- [Questions to answer]:
1. In the article on UK borrowing, by what percentage did energy bills rise last month?
2. Retype the article on UK borrowing between "However, the Chancellor" and "at around £100bn.", inclusive.
3. Why did British borrowing leap so sharply in the 2020-21 financial year, according to the article on UK borrowing?
START Passage provided
With £7bn less borrowed than initial estimates predicted in the last financial year, pressure is mounting on Downing Street to provide more assistance to the most vulnerable in Britain.
As inflation continues to surge in the UK, already having reached its highest level in four decades, and reports showing that since the start of 2022 wages have fallen in real terms at their sharpest rate for seven years, news that UK Government borrowing for the 12 months to April has been revised down by £7bn places yet more pressure on policymakers to boost support for the most vulnerable as the cost of living crisis deepens.
So far, an overall package worth £22bn – comprising payments of around £350 to most households – has been introduced in a bid to help with skyrocketing energy bills, which increased by 54% last month with a further hike of around 40% expected in October. However, critics point to personal tax increases effectively cancelling out the impact of this, while cuts to corporation rates, with more targeted reductions planned for autumn, suggest more empathy for businesses as oppose to people.
However, the Chancellor Rishi Sunak has continually warned that rising inflation means repayments on national debt are highly volatile, with problems predicting how much monthly costs will be in the mid-term. For the 2020-21 financial year, British borrowing leaped to £317bn, or 14.8% of gross domestic product, as the Covid-19 pandemic closed huge parts of the economy. New figures show a significant reduction for 2021-22, dropping to £144.6bn, equivalent to 6.1% of GDP, which is below the Office for National Statistics (ONS) estimate of £151.8bn, but above the Government’s own prediction of £127bn. Borrowing for this financial year is expected to fall again, with ONS forecasting this to peak at around £100bn.
END Passage provided
START Data to examine
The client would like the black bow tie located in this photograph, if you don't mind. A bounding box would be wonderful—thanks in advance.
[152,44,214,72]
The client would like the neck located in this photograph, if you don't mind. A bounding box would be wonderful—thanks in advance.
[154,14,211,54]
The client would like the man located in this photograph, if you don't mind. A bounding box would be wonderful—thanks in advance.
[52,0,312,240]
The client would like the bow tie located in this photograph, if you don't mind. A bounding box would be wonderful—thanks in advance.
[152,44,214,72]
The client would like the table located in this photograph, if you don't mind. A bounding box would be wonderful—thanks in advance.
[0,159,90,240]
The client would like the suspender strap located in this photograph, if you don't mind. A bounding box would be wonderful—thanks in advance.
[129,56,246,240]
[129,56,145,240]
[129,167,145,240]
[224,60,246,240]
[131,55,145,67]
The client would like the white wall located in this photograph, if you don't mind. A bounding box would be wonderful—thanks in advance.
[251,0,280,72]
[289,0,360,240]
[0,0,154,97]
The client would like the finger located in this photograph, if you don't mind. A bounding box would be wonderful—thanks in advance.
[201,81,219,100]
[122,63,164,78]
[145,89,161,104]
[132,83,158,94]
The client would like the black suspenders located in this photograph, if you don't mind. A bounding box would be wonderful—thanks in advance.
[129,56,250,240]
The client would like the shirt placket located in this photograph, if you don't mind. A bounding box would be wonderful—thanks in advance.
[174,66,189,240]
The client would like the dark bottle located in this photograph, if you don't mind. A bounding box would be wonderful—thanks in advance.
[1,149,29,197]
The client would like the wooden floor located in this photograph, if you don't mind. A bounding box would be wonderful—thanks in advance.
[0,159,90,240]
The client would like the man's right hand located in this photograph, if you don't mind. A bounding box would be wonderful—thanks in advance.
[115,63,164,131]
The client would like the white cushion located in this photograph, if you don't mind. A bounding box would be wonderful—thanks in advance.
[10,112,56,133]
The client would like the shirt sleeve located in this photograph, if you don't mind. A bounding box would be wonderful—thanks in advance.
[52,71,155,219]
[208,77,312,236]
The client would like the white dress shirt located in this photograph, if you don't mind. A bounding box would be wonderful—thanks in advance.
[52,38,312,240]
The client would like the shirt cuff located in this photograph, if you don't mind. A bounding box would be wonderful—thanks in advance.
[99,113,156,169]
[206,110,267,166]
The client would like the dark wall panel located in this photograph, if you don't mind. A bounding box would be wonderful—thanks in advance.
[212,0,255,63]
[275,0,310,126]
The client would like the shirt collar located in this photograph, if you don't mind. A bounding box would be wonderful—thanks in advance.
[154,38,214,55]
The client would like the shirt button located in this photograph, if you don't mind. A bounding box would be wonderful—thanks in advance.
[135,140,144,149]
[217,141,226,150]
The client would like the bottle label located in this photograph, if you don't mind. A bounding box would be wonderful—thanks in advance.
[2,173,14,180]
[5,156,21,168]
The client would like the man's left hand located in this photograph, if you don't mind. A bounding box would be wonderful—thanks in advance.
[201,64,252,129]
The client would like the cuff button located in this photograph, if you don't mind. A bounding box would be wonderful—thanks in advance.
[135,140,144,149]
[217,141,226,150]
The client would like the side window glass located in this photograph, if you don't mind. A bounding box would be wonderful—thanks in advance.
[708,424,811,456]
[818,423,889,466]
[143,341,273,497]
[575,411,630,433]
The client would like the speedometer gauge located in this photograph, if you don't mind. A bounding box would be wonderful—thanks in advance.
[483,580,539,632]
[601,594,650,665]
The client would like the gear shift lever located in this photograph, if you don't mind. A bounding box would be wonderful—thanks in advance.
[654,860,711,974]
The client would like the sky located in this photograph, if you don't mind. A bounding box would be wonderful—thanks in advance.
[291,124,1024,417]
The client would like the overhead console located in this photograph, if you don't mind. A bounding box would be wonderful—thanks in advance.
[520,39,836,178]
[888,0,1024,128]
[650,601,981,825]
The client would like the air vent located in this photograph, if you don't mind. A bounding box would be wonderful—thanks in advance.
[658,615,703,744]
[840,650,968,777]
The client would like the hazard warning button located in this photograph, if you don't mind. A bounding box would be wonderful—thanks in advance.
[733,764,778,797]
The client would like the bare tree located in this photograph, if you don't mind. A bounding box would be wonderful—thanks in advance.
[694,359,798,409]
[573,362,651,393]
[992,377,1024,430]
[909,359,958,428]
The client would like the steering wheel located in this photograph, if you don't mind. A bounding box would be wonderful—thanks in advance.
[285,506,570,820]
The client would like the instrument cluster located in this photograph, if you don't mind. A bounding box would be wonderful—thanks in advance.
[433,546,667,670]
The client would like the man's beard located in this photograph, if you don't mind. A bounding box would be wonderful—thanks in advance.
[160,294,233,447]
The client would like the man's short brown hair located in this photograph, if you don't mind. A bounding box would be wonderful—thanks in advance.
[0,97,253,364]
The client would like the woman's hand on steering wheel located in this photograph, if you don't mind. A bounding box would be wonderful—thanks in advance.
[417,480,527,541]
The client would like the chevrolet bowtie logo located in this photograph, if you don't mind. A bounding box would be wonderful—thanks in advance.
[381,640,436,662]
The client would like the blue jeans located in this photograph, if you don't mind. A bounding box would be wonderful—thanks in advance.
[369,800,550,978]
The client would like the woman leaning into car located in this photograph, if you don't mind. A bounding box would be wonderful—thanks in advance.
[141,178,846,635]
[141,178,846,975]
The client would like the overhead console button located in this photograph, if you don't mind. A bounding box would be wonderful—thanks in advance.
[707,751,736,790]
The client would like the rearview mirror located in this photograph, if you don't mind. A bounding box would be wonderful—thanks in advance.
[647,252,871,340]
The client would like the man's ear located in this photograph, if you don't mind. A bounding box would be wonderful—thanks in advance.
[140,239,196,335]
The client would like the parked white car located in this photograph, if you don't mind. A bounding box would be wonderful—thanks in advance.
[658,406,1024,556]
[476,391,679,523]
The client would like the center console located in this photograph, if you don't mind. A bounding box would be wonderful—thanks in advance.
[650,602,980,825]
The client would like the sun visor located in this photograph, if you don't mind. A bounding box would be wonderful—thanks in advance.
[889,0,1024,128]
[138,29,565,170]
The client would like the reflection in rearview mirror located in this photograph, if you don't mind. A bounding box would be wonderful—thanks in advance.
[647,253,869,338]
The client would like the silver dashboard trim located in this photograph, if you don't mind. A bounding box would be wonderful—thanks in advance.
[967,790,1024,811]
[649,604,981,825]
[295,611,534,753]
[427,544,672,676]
END Data to examine
- [Task-by-task answers]:
1. 54%

2.
However, the Chancellor Rishi Sunak has continually warned that rising inflation means repayments on national debt are highly volatile, with problems predicting how much monthly costs will be in the mid-term. For the 2020-21 financial year, British borrowing leaped to £317bn, or 14.8% of gross domestic product, as the Covid-19 pandemic closed huge parts of the economy. New figures show a significant reduction for 2021-22, dropping to £144.6bn, equivalent to 6.1% of GDP, which is below the Office for National Statistics (ONS) estimate of £151.8bn, but above the Government’s own prediction of £127bn. Borrowing for this financial year is expected to fall again, with ONS forecasting this to peak at around £100bn.

3. Borrowing rose to £317bn, or 14.8% of gross domestic product, because the Covid-19 pandemic closed huge parts of the economy.